- _Task objective_
Transcribe all of the records below word for word, omitting the pictures.
═══ Task material
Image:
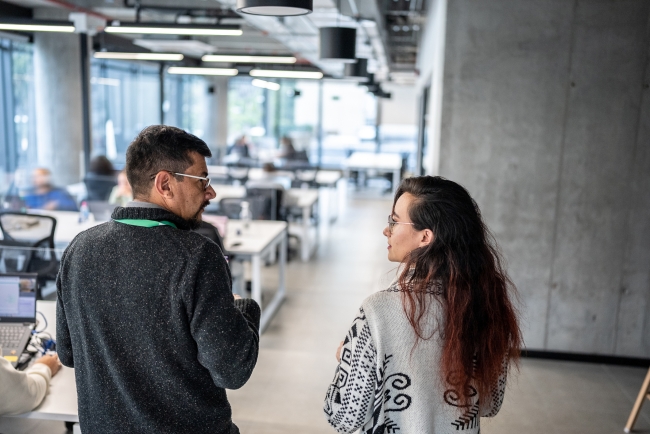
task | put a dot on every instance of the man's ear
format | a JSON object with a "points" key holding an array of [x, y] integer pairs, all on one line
{"points": [[162, 184], [426, 238]]}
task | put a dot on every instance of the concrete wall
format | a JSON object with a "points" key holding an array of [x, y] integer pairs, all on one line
{"points": [[57, 89], [546, 121]]}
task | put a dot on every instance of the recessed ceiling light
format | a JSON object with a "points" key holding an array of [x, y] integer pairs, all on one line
{"points": [[247, 59], [202, 71], [138, 56], [26, 25], [274, 73], [278, 8], [265, 84], [172, 29]]}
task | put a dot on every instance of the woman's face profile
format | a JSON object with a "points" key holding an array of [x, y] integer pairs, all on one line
{"points": [[403, 238]]}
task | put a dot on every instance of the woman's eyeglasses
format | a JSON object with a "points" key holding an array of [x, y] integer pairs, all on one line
{"points": [[206, 181], [392, 223]]}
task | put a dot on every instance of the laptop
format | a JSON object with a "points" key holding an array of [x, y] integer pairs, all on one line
{"points": [[17, 313]]}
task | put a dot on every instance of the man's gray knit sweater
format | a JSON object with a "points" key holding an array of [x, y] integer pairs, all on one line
{"points": [[147, 319]]}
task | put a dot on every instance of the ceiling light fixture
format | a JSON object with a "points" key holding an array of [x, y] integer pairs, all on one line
{"points": [[277, 8], [26, 25], [358, 70], [265, 84], [274, 73], [172, 29], [138, 56], [338, 44], [202, 71], [247, 59]]}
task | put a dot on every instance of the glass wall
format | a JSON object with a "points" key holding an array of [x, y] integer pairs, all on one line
{"points": [[17, 119], [125, 99], [186, 103], [340, 116]]}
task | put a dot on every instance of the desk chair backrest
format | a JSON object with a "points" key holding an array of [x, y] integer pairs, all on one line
{"points": [[266, 202], [27, 245], [99, 187]]}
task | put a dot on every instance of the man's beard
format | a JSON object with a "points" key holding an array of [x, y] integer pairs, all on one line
{"points": [[195, 221]]}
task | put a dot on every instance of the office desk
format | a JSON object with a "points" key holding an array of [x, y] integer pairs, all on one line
{"points": [[259, 240], [300, 197], [60, 403], [366, 161]]}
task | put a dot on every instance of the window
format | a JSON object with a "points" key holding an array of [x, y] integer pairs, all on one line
{"points": [[17, 107], [125, 99], [187, 104]]}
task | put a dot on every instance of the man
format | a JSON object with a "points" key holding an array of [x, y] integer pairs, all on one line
{"points": [[46, 196], [145, 311], [21, 392]]}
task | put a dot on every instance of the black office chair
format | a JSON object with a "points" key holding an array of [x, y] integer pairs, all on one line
{"points": [[27, 245], [266, 203], [99, 187]]}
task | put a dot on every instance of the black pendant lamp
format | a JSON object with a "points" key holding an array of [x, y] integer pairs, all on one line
{"points": [[338, 44], [278, 8], [358, 70]]}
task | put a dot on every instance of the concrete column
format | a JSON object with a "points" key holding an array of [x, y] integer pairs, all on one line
{"points": [[217, 137], [59, 115], [544, 120]]}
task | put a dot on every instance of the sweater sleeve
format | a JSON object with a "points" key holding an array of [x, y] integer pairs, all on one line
{"points": [[492, 404], [63, 342], [227, 337], [350, 398], [22, 391]]}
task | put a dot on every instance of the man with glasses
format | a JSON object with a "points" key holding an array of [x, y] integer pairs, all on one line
{"points": [[145, 311]]}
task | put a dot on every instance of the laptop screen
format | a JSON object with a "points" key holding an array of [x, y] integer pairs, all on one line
{"points": [[17, 298]]}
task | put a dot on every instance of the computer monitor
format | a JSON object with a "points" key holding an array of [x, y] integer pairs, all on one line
{"points": [[18, 297]]}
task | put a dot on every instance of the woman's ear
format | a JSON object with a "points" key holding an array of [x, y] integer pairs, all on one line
{"points": [[426, 238]]}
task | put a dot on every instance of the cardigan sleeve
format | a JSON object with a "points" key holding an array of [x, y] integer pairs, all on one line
{"points": [[350, 398], [22, 391], [492, 404]]}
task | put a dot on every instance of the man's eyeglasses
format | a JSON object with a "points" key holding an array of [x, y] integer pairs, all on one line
{"points": [[392, 223], [206, 181]]}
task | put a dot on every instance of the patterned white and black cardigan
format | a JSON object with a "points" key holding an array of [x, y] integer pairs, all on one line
{"points": [[387, 384]]}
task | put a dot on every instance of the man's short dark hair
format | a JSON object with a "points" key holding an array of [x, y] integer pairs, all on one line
{"points": [[156, 148]]}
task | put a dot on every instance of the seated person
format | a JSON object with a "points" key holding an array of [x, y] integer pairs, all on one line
{"points": [[122, 193], [241, 148], [100, 179], [287, 149], [21, 392], [46, 196]]}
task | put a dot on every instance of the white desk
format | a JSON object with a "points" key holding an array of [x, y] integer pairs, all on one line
{"points": [[60, 403], [300, 197], [365, 161], [259, 240]]}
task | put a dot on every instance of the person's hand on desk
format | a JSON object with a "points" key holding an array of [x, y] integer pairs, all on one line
{"points": [[51, 361]]}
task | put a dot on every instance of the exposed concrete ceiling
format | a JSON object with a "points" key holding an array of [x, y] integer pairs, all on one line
{"points": [[387, 30]]}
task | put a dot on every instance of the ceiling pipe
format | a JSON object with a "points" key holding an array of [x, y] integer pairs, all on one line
{"points": [[75, 8]]}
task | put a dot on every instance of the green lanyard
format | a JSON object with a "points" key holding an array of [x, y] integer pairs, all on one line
{"points": [[146, 223]]}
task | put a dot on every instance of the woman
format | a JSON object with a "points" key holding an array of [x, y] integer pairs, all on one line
{"points": [[429, 354]]}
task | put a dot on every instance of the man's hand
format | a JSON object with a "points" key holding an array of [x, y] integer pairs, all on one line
{"points": [[338, 352], [51, 361]]}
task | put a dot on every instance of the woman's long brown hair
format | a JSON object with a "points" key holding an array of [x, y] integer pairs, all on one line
{"points": [[480, 328]]}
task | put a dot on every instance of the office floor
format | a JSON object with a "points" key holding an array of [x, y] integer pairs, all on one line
{"points": [[296, 362]]}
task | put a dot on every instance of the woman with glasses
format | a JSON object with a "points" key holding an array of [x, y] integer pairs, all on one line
{"points": [[430, 354]]}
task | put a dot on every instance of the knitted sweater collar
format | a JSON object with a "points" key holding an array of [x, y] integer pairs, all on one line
{"points": [[157, 214]]}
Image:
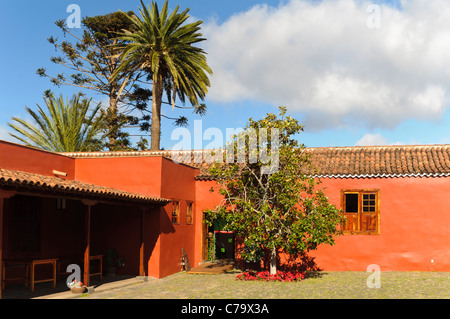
══════
- _Task result_
Image:
task | put a dot on every instance of the man's ear
format | a JSON object with a "points" key holding an array of [x, y] integer pairs, all on one line
{"points": [[162, 184], [426, 238]]}
task | put a dot on every instance of the concrete wall
format | a JSON object with a "points" key holding an array of [x, y] integer pairs, all on one line
{"points": [[57, 89], [546, 121]]}
task | put a dot on every instance of the recessed ceiling light
format | a JSON object with a "points" key holding an array of [x, y] integer pairs, all on one line
{"points": [[247, 59], [202, 71], [138, 56], [26, 25], [274, 73], [278, 8], [265, 84], [172, 29]]}
task | put a dot on every instance of the woman's face profile
format | a JSON object with a "points" key holding an array of [x, y] integer pairs, all on one line
{"points": [[403, 238]]}
task | put a dot on every instance of the woman's eyeglasses
format | a JSON object with a "points" key holding an array of [x, y] integer pairs, all on one line
{"points": [[206, 181], [392, 223]]}
task | put a dot on every instance of the laptop
format | a JSON object with a "points" key holding an array of [x, y] integer pairs, all on one line
{"points": [[17, 313]]}
task | put a dot on every instance of the man's gray knit sweater
format | a JSON object with a "points" key holding an array of [x, y] integer pairs, all on one line
{"points": [[147, 319]]}
task | put a dot on every instance of the ceiling light fixture
format | a JSON object with a "points" key holding an array of [x, y] integer pairs, all on one line
{"points": [[277, 8], [26, 25], [358, 70], [265, 84], [274, 73], [172, 29], [138, 56], [338, 44], [202, 71], [247, 59]]}
task | put a dot on every instance of the glass wall
format | a JSON object with a "points" key holding an array of [x, y] integer pairs, all on one line
{"points": [[17, 119], [125, 99], [186, 103], [340, 116]]}
task | put a dot on every instance of the desk chair backrest
format | a JSON object with a "points" key holding an array of [x, y] integer pairs, all on one line
{"points": [[266, 202], [27, 245], [99, 187]]}
task | put a dot on every instance of the man's beard
format | a JSON object with a "points" key holding an array of [x, y] integer pairs, all on one line
{"points": [[195, 221]]}
task | put a dot on every instance of the office desk
format | a JSON object with a "points" key holding an array of [x, y] integer pairs, all on one line
{"points": [[259, 240], [300, 197], [60, 403], [366, 161]]}
task | put a dot on every instance of the window
format | a JSON object with a "points" key holding an array of [x, y] integer pairs, all on one line
{"points": [[17, 107], [125, 99], [187, 104]]}
task | put a dot on every instance of the man
format | a JSON object with a "points" key holding an array of [x, y] integer pairs, all on one line
{"points": [[46, 196], [145, 311], [21, 392]]}
task | put a dot on every instance of the black office chair
format | a JSON object with a "points" key holding an array of [x, y] integer pairs, all on one line
{"points": [[27, 245], [266, 203], [99, 187]]}
task | put a dot on every instance of the black pendant lamp
format | a JSON object with a "points" key holding an array of [x, y] integer pairs, all on one line
{"points": [[338, 44], [278, 8], [358, 70]]}
task | put a dot on every instance of the concrete column
format | a JSON object with a "points" key holding an array of [x, y] integer pairs, all on one line
{"points": [[217, 137], [59, 115], [544, 120]]}
task | put a dot on every instance of the sweater sleeve
format | a JSON object with a "points" key holding an array of [x, y] integer pairs, all on one line
{"points": [[492, 404], [63, 342], [227, 337], [350, 398], [22, 391]]}
task | put a dot on every instance of the man with glasses
format | a JSON object with a "points" key holding an array of [x, y] integer pairs, all on one line
{"points": [[145, 311]]}
task | put a dot on every instance of the laptop screen
format | a JSON object with a "points" key holding an array of [x, y] integer pairs, all on one line
{"points": [[17, 298]]}
task | put a dot on every instance of the computer monitor
format | a JSON object with a "points" key holding an array of [x, y] integer pairs, all on one line
{"points": [[18, 297]]}
task | put a dot on every instance of the woman's ear
format | a JSON object with a "points" key holding an array of [x, y] integer pairs, all on one line
{"points": [[426, 238]]}
task | put a dot on every instance of the cardigan sleeve
format | a JSON object with a "points" key holding an array of [x, y] integer pairs, all on one line
{"points": [[350, 398], [22, 391], [492, 404]]}
task | put a dot on every instance of the man's eyeglasses
format | a JSON object with a "points" key holding an array of [x, y] integer pairs, all on one line
{"points": [[392, 223], [206, 181]]}
task | put a dot on every instance of the patterned white and black cardigan
format | a JSON object with a "points" key holding an array of [x, y] integer pairs, all on one line
{"points": [[387, 384]]}
task | put a dot on every instance of the man's short dark hair
format | a JSON object with a "points" key holding an array of [x, y] integer pairs, all on one line
{"points": [[156, 148]]}
task | put a dot on every instance of the seated person
format | a JSON object with a "points" key holding an array of [x, y] integer pairs, all on one line
{"points": [[122, 193], [241, 148], [100, 179], [287, 149], [21, 392], [46, 196]]}
task | put a dot on every instance of the white desk
format | a JSON object with a "points" key holding an array of [x, y] integer pairs, all on one line
{"points": [[60, 403], [300, 197], [365, 161], [259, 240]]}
task | put a dot on every instance of the person's hand on desk
format | a JSON object with a "points" key holding an array of [x, y] integer pairs, all on one line
{"points": [[51, 361]]}
task | put a dot on every instance of the exposed concrete ceiling
format | a JSON object with a "points" key holding an array of [x, y] integer pairs, all on one line
{"points": [[387, 30]]}
task | put a dot on every instance of the ceiling pipe
format | a JSON object with a "points" key holding an array of [x, y] integer pairs, all on one line
{"points": [[75, 8]]}
task | put a dot on every instance of the green lanyard
format | a JSON object with a "points" key holding an array of [x, y] integer pairs, all on one line
{"points": [[146, 223]]}
task | put a dot on every instance of the woman
format | a JSON object with a "points" key holding an array of [x, y] integer pairs, all on one line
{"points": [[429, 354]]}
task | put a dot on every instance of the man's hand
format | a JSON object with a "points" key holding an array of [x, y] integer pairs, all on one line
{"points": [[338, 352], [51, 361]]}
task | put a dot on every instance of the woman's long brown hair
format | a JSON object with a "points" key holding an array of [x, y] integer pairs, all on one line
{"points": [[480, 328]]}
task | put a dot on every instance of the office floor
format | a JSON object with a "points" key holding an array of [x, y] integer pairs, all on one line
{"points": [[296, 362]]}
task | put a dot on every instance of the woman with glasses
format | a JSON object with a "points" key holding an array of [x, y] integer pairs, all on one line
{"points": [[430, 354]]}
task | put a dot on every instance of the knitted sweater collar
format | a JSON object with a "points" key holding an array of [x, y] integer pairs, all on one line
{"points": [[157, 214]]}
Image:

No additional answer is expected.